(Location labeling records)
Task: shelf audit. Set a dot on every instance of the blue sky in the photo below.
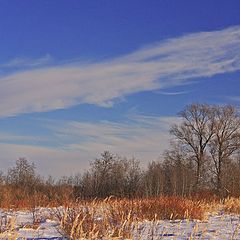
(81, 77)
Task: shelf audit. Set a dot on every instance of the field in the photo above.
(155, 218)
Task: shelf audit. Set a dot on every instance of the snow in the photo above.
(217, 226)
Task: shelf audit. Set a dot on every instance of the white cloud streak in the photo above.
(168, 63)
(27, 62)
(78, 143)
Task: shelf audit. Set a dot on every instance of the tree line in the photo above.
(204, 156)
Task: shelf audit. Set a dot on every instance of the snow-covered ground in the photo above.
(218, 226)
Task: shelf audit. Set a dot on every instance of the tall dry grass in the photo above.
(117, 218)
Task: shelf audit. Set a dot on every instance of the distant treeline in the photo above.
(204, 157)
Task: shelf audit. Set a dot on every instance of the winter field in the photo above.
(162, 218)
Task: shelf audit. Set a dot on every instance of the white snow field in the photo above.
(218, 226)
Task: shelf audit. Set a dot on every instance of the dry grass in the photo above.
(117, 218)
(232, 205)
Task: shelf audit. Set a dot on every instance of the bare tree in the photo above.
(226, 140)
(194, 133)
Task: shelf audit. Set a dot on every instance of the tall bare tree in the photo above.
(226, 140)
(194, 133)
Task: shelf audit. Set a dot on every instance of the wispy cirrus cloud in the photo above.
(143, 137)
(23, 62)
(167, 63)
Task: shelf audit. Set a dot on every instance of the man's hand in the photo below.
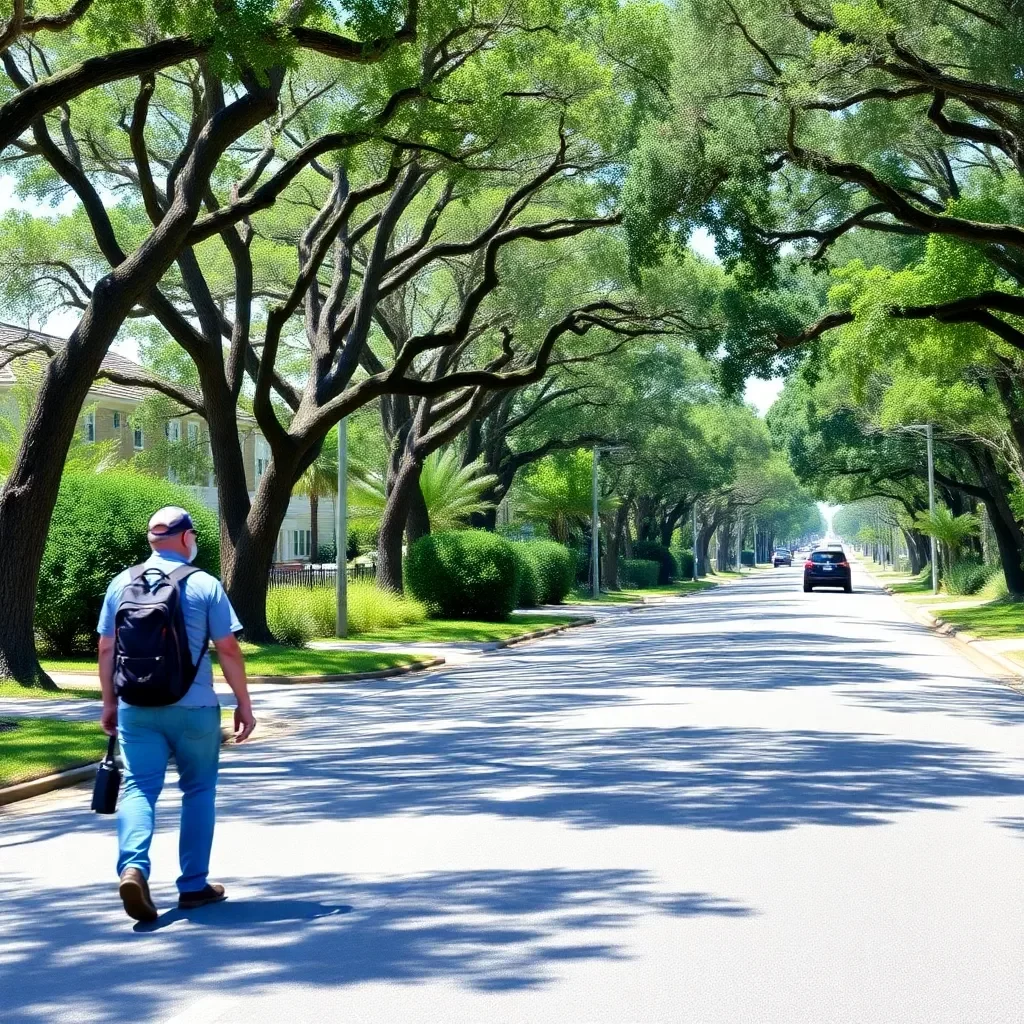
(245, 722)
(109, 719)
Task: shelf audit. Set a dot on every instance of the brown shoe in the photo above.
(211, 894)
(134, 892)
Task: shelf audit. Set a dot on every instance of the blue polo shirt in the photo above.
(207, 612)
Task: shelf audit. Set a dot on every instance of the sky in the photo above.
(760, 393)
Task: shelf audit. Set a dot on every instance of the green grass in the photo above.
(9, 689)
(270, 659)
(296, 614)
(992, 621)
(38, 747)
(454, 630)
(266, 659)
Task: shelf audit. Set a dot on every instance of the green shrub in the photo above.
(967, 577)
(288, 615)
(371, 608)
(466, 573)
(556, 567)
(97, 529)
(995, 589)
(528, 579)
(686, 565)
(297, 613)
(639, 572)
(652, 552)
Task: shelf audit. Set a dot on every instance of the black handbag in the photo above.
(104, 790)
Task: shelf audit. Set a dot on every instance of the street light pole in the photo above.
(595, 545)
(341, 534)
(930, 431)
(696, 570)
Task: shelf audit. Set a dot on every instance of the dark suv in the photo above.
(827, 567)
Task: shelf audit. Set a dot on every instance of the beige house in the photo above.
(110, 415)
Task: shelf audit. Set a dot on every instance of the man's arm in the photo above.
(109, 718)
(232, 665)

→ SHORT TASK
Render the records above as a numbered list, starting at the line that contains "the dry grass in the photo above." and ending at the last line of the records. Skip blank lines and leave the pictures out.

→ EXERCISE ANSWER
1. Task: shelf audit. Set a dot on every instance of the dry grass in the photo above.
2. (117, 218)
3. (232, 205)
4. Task: shelf audit. Set a dot on every instance of the bare tree in the photo above.
5. (226, 140)
6. (194, 133)
7. Task: shelf audit. Set a dot on every instance of the tall bare tree in the photo above.
8. (226, 140)
9. (194, 133)
10. Task: shelf audit. Set a dot on every instance of the wispy cirrus cloud in the photo above.
11. (143, 137)
12. (23, 62)
13. (167, 63)
14. Task: shelf audit. Set a dot on every instance of the man's hand in the photo below.
15. (245, 722)
16. (109, 719)
17. Task: shelf audit. Set a dot on every instance of the brown shoe in the photo above.
18. (211, 894)
19. (134, 892)
20. Task: shelf audit. Set a dot on every instance of the blue polo shirt in the photo above.
21. (207, 612)
22. Task: shelf audit. Set a dot on every instance of the sky in the photo above.
23. (760, 393)
24. Task: shelf audit. Set a dot on every instance of the green grass in the photo above.
25. (9, 689)
26. (270, 659)
27. (296, 614)
28. (992, 621)
29. (38, 747)
30. (454, 630)
31. (266, 659)
32. Task: shelf audit. Set a dot on every instance of the green shrub in the photo above.
33. (967, 577)
34. (288, 615)
35. (371, 608)
36. (466, 573)
37. (556, 567)
38. (97, 529)
39. (995, 589)
40. (528, 579)
41. (686, 565)
42. (297, 613)
43. (639, 572)
44. (652, 552)
45. Task: shelf audit. Set a dot on every instance of the black handbag in the photo above.
46. (104, 790)
47. Task: shelf audit. Set a dot on every instance of the street light pole in the photo above.
48. (595, 545)
49. (341, 534)
50. (930, 431)
51. (696, 570)
52. Task: shelf audit. Set a dot on every instance of the dark suv in the photo above.
53. (827, 567)
54. Task: shelf audit. Set a dot on every instance of the beige house in the photo above.
55. (110, 415)
56. Task: shelf audit. Set a dot on every instance of the man's arm in the photo above.
57. (109, 718)
58. (232, 665)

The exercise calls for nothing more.